Exercise aim.
In the passage about Vito, from whom did Vito get the paper he used to draw his dreams?

Quoted text.
When Vito was a boy, his teachers helped him tap into the artistic talent trapped in his mind. Vito remembers, “I would get paper from my middle school teacher and I would draw my dreams.” His dreams, he adds, frequently include things he especially likes – particularly traffic lights and toilet bowls.
“I remember dreams from when I was very young, and can even tell you the dates of some of my dreams. My disability helps me remember things like that, but it also doesn’t let me forget unpleasant things either—and so I must live with all that information in my head like it was new information, and some of it will be things that I end up obsessing about. Sometimes drawing helps me get some things that get stuck in my head out for a while.”

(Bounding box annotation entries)
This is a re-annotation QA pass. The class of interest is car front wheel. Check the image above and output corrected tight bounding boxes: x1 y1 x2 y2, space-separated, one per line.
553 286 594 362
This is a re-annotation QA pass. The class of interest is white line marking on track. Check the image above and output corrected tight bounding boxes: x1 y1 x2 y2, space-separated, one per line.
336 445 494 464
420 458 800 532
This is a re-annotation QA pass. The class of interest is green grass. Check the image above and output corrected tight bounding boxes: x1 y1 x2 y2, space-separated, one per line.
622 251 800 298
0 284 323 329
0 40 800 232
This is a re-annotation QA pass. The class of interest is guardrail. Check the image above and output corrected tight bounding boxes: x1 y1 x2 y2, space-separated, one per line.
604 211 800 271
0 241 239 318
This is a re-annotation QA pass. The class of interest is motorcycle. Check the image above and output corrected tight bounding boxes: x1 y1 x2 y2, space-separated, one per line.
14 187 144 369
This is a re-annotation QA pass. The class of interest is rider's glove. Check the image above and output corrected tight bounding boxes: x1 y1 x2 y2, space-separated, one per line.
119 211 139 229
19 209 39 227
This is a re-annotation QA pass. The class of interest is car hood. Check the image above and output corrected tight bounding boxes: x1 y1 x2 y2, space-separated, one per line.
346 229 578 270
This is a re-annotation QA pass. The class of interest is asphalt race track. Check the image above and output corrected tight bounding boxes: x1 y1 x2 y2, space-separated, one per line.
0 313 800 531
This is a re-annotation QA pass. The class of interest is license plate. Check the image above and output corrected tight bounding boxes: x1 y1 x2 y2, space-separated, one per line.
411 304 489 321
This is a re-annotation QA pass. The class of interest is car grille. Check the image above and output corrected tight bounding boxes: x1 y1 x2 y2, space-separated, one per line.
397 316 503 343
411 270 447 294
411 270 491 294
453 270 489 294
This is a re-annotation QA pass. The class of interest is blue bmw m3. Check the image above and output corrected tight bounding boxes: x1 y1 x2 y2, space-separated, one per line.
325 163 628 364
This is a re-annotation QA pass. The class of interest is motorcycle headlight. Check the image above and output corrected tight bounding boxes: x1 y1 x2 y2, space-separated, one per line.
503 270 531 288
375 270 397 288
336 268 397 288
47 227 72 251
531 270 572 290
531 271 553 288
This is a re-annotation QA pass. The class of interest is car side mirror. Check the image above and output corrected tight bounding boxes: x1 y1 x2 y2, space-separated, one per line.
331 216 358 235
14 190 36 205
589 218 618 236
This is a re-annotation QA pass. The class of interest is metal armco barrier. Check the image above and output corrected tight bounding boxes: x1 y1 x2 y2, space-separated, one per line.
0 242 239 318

Answer to this exercise.
From his middle school teacher.